▸ Aim
Could you filter the material below down to every line that contains the word "locate" and copy those lines?

▸ Excerpted data

·····

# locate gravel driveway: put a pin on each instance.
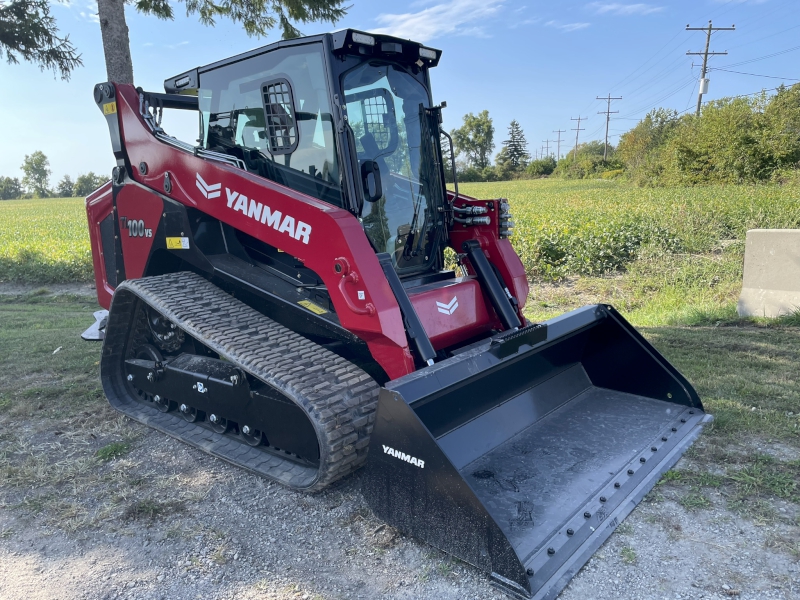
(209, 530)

·····

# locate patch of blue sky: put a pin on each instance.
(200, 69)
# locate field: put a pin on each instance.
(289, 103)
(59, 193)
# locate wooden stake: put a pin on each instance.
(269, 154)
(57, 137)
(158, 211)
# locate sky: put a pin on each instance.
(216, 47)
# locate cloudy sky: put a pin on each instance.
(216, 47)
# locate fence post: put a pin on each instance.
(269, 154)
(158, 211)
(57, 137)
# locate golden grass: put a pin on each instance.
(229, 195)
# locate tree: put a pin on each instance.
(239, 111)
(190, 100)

·····

▸ Response to the task
# locate gravel driveway: put a pin on each instance.
# locate patch of blue sky: put a pin on each instance.
# locate field: put a pin on each instance.
# locate wooden stake: put a pin on each instance.
# locate sky: put a pin on each instance.
# locate cloudy sky: put a pin on each instance.
# locate fence post: put a pin on each instance.
# locate golden grass: put a pin on each instance.
# locate tree: put a pin on each instance.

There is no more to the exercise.